Records from a dataset
>> start

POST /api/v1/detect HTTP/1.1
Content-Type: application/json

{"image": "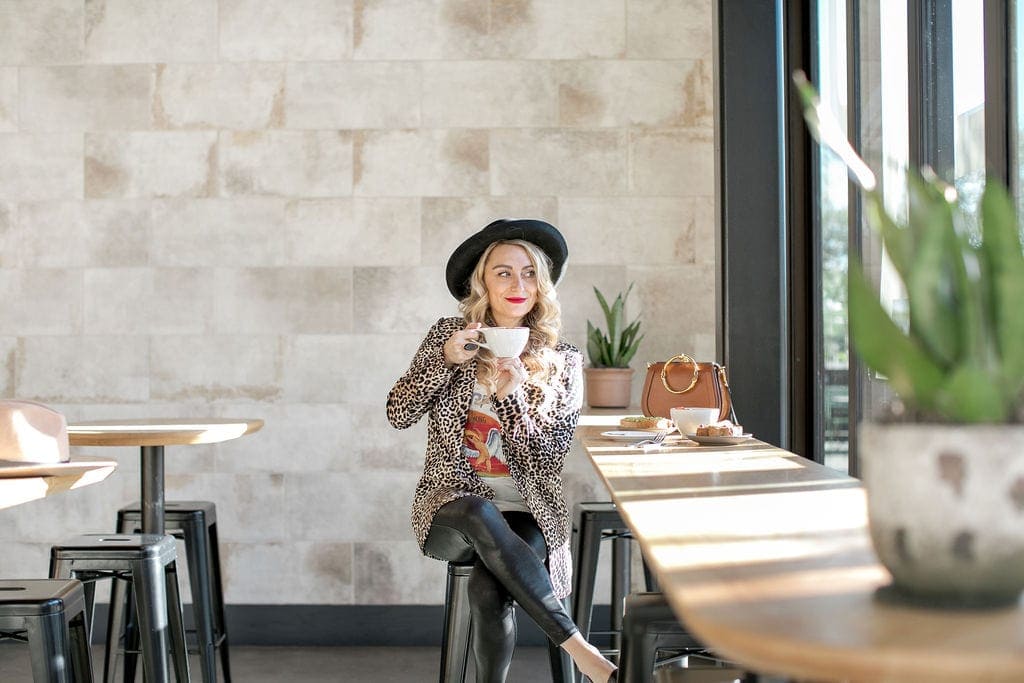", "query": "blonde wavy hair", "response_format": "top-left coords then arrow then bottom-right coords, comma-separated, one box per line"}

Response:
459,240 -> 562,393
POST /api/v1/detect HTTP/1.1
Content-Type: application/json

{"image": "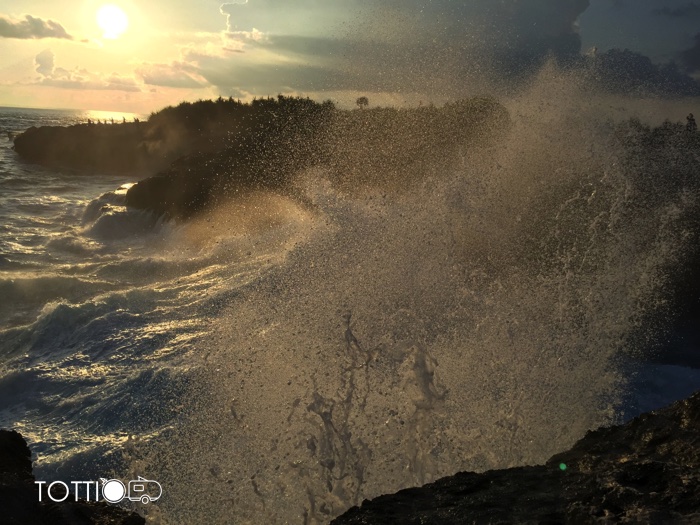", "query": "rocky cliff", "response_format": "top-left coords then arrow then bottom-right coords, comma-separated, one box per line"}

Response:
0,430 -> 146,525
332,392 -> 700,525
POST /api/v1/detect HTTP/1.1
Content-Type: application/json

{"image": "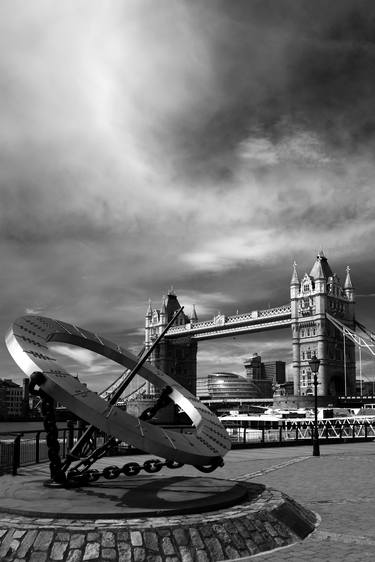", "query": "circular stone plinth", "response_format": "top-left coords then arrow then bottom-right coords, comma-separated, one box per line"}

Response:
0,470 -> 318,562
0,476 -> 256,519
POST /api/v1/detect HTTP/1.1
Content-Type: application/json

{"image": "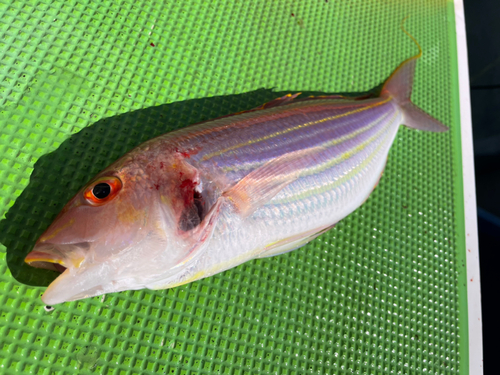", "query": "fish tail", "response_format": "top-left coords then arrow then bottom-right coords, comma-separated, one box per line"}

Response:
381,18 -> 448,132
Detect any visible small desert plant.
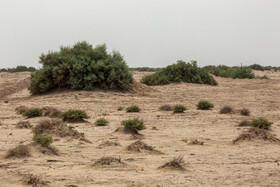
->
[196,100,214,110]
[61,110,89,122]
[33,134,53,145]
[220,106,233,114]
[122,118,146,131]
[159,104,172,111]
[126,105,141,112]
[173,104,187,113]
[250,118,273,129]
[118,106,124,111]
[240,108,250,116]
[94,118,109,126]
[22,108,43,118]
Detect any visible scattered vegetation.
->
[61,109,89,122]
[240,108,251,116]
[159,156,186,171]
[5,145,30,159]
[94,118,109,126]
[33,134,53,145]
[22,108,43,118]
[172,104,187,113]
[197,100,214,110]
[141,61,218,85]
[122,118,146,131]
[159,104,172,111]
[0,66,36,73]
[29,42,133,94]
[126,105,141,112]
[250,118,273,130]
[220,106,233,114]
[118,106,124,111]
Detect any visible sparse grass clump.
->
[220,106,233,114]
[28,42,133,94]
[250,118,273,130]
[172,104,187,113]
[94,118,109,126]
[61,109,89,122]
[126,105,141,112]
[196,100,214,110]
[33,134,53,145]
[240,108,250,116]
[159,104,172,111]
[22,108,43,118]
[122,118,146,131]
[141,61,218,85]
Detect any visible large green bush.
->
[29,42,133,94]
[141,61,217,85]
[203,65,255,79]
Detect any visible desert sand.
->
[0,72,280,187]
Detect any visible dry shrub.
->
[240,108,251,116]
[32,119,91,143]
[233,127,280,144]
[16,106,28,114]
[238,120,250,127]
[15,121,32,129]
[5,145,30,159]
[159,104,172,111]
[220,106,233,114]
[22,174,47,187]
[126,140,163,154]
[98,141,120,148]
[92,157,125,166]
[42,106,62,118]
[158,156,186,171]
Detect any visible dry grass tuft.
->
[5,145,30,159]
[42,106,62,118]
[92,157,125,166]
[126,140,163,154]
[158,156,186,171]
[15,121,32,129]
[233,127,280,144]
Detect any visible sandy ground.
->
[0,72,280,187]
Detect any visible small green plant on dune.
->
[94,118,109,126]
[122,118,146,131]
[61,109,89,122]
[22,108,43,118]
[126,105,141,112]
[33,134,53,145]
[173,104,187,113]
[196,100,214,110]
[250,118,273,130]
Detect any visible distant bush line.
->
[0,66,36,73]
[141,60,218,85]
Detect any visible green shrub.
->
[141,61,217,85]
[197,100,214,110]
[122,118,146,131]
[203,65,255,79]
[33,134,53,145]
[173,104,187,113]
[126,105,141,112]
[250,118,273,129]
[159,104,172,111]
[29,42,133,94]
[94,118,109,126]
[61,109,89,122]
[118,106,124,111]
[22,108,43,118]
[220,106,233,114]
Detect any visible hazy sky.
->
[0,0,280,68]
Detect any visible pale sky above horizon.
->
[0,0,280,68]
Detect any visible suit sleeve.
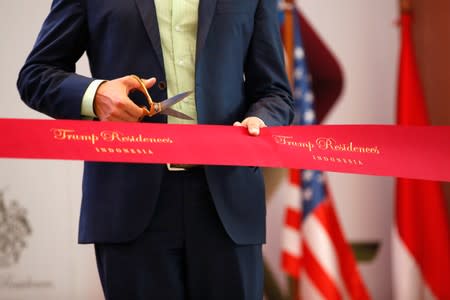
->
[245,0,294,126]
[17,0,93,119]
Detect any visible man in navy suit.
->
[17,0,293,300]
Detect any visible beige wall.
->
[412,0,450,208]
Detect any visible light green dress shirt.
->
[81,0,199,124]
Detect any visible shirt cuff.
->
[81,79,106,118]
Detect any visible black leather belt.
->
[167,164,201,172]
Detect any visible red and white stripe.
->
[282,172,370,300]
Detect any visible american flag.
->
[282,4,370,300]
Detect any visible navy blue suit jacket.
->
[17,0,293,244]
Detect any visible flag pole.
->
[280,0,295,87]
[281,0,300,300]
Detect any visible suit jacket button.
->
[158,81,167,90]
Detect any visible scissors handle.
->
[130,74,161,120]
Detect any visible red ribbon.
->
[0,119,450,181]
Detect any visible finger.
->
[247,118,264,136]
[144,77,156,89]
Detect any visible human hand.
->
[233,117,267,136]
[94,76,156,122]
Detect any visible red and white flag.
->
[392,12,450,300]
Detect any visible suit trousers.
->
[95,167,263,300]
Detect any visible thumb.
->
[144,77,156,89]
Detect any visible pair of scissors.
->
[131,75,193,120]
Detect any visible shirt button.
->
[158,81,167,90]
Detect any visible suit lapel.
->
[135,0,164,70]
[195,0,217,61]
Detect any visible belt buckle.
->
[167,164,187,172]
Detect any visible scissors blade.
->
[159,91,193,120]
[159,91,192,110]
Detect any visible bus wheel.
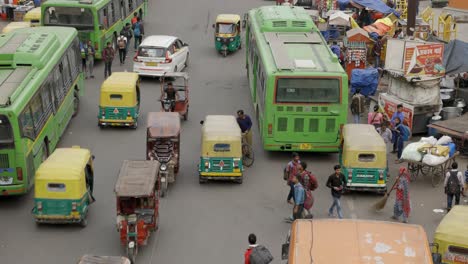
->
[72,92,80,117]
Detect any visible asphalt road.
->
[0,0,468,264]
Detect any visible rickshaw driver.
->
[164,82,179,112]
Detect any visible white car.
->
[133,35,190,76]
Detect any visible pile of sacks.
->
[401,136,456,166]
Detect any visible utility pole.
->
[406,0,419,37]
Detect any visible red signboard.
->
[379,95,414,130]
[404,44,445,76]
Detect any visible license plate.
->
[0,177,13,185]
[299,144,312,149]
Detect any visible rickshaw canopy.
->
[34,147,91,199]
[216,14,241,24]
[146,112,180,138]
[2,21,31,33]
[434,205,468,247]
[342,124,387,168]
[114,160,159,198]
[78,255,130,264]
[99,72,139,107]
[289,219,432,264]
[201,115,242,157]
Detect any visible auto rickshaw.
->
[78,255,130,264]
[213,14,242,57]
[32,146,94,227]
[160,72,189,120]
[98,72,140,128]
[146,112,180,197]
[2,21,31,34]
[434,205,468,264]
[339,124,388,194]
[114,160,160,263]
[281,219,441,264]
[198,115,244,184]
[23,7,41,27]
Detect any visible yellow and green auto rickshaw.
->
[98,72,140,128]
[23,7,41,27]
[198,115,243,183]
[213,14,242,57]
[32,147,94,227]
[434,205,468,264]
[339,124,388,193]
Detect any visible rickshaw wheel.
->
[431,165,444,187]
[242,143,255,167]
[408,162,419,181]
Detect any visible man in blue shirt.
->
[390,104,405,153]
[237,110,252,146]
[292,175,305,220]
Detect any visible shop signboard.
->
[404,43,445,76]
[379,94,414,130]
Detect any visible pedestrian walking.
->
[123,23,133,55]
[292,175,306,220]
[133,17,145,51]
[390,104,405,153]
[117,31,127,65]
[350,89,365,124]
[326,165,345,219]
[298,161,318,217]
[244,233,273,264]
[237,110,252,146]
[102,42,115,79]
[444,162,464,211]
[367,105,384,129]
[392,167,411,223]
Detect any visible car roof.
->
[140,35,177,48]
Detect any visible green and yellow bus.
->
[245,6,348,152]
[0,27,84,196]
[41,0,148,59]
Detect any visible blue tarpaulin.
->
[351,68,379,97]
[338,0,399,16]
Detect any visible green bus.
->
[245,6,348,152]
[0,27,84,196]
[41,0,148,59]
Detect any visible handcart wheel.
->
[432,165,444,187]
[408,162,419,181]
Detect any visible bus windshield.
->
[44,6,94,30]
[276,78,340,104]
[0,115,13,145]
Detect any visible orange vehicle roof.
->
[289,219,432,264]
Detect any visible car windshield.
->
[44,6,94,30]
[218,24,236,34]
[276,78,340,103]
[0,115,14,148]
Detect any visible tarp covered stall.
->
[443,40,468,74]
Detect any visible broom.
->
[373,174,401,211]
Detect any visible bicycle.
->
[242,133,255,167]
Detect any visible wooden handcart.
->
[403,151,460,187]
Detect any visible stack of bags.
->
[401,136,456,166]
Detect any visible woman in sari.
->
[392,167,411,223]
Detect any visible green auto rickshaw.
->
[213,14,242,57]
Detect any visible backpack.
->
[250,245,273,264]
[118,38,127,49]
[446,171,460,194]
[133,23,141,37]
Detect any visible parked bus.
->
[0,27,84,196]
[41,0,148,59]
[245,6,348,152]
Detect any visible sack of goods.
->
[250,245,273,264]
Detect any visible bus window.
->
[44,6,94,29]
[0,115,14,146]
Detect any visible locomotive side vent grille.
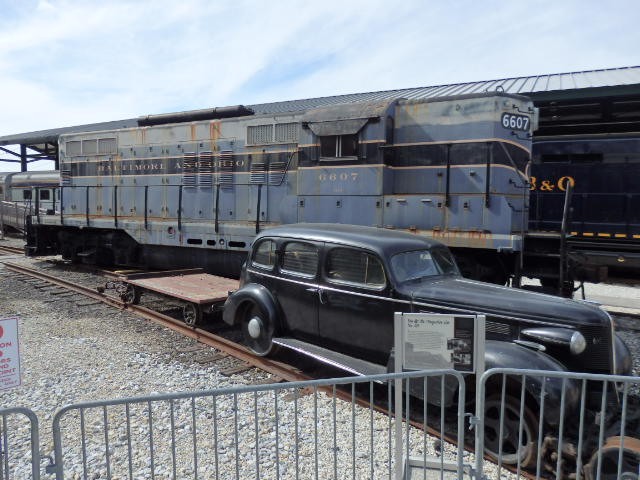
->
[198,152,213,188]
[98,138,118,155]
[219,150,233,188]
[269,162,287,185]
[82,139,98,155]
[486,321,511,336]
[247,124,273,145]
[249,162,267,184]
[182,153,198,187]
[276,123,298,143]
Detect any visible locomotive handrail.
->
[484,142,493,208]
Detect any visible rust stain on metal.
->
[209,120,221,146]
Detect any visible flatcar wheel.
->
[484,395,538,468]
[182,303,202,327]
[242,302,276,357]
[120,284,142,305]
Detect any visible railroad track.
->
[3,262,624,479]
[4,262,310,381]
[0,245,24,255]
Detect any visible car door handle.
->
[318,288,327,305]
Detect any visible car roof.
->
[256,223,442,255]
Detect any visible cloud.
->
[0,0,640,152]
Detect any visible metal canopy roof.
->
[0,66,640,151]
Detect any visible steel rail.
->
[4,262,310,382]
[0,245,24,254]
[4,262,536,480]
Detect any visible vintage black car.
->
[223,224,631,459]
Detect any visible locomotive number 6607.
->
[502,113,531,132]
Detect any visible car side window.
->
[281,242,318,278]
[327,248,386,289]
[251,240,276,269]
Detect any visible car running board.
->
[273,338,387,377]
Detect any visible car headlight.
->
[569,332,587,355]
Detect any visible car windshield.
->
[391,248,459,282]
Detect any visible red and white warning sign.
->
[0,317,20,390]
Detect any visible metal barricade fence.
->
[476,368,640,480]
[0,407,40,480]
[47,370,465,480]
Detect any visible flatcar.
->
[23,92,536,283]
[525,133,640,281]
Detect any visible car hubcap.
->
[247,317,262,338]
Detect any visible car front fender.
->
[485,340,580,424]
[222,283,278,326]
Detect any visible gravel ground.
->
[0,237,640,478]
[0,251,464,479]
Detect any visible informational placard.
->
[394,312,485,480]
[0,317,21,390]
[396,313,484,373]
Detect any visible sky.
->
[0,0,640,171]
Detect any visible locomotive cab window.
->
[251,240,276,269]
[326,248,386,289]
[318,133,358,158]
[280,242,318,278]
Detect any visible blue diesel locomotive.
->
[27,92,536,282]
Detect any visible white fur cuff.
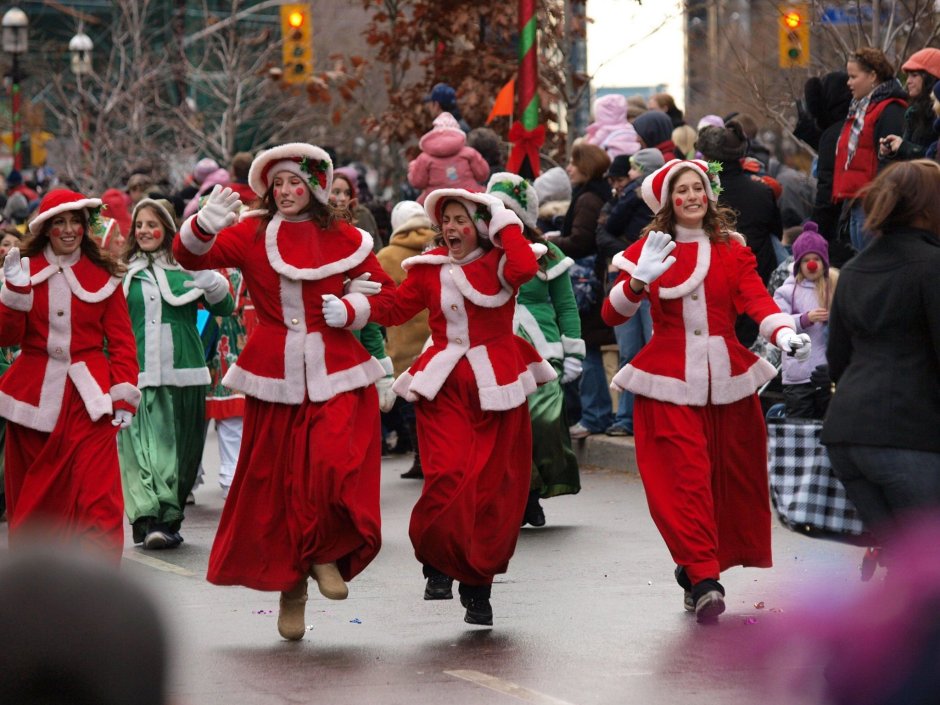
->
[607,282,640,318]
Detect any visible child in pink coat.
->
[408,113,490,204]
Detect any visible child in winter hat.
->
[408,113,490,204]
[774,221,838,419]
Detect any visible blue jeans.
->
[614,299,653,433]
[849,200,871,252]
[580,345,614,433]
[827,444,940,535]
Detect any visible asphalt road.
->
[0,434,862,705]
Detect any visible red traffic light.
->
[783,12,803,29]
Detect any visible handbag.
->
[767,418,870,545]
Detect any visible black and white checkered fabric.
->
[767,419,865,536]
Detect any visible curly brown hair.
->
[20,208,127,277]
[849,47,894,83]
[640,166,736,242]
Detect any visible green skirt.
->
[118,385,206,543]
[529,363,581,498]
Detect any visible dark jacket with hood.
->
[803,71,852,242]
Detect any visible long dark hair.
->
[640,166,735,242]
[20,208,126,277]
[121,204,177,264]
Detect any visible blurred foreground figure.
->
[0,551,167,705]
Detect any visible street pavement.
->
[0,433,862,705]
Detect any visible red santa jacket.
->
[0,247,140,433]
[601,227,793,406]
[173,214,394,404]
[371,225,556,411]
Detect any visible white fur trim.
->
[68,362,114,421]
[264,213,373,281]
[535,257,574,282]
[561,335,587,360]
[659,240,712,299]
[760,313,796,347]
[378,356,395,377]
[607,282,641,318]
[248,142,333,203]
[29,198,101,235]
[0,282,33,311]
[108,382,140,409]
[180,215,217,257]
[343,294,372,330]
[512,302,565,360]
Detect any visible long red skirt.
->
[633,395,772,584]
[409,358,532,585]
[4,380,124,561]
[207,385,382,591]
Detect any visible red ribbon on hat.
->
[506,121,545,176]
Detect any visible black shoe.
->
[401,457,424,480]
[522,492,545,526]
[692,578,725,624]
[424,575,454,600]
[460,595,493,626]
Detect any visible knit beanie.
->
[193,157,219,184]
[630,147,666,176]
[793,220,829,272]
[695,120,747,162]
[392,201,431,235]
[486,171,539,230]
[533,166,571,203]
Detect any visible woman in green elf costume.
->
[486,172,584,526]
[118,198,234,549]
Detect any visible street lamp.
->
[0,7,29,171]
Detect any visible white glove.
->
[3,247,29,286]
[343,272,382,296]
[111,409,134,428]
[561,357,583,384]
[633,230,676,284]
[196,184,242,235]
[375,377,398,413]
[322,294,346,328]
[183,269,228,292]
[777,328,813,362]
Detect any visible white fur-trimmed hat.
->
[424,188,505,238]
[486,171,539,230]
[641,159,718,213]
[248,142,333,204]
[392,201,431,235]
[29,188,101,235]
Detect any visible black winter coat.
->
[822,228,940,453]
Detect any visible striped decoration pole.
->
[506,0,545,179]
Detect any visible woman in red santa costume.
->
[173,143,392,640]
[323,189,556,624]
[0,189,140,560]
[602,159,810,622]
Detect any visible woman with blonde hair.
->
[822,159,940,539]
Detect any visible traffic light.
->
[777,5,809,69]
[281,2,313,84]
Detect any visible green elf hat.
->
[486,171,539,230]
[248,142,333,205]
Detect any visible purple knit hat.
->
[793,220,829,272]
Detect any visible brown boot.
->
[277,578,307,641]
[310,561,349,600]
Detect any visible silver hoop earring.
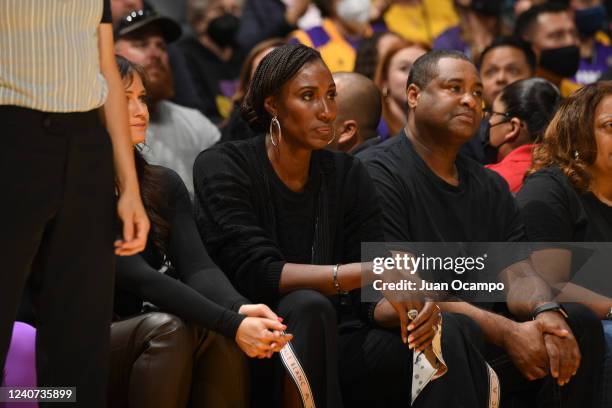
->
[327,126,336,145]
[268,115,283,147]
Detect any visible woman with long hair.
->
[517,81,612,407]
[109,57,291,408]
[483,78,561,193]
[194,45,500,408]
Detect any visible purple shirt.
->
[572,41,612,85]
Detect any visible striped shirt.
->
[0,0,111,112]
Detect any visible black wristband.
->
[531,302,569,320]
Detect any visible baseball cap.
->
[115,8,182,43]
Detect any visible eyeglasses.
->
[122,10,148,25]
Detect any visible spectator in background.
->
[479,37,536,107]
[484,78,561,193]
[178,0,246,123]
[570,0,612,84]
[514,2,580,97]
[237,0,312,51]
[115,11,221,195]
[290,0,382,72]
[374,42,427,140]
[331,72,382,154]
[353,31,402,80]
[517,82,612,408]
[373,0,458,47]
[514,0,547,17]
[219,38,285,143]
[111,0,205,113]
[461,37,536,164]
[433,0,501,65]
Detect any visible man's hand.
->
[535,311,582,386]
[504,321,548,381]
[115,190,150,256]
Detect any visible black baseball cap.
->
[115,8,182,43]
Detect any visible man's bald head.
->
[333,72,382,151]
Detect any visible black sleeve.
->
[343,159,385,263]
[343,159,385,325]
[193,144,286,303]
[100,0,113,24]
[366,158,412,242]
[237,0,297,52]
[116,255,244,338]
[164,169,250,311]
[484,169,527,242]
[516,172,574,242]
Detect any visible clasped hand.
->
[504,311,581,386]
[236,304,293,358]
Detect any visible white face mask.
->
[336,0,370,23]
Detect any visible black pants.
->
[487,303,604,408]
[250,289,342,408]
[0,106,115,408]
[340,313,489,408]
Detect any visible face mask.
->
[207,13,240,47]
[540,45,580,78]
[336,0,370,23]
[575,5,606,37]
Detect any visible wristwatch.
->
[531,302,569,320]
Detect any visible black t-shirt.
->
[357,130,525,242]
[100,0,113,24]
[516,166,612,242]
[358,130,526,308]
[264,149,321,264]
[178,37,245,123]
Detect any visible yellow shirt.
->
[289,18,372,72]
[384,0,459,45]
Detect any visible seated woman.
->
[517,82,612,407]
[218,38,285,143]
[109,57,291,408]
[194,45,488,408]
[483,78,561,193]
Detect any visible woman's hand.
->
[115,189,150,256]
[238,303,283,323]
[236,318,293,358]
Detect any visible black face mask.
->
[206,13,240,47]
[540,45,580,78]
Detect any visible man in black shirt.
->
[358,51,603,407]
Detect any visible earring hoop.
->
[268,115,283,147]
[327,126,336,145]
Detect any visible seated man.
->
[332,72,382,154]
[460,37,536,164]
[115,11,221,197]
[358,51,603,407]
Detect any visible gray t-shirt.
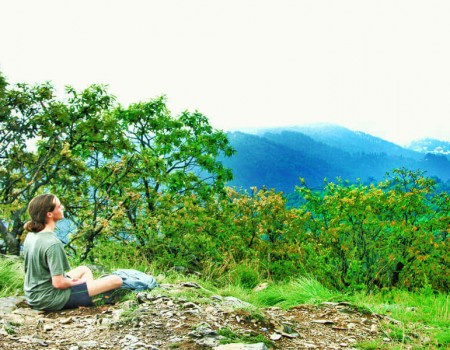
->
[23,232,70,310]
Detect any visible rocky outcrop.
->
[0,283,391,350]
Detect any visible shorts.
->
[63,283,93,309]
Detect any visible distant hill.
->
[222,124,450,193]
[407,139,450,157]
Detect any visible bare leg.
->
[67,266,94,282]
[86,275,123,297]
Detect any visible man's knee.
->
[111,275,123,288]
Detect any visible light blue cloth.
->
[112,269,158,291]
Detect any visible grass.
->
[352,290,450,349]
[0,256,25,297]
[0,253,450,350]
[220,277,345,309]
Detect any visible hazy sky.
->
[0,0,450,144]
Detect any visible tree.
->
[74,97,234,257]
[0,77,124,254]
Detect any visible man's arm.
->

>> end

■ Directive ■
Collect every line in the items above that contains the word "roof", and copy each of those lines in full.

■ Response below ■
Detect any visible car roof.
Detect any visible orange vehicle roof.
Detect any visible car roof.
Detect any visible metal canopy roof.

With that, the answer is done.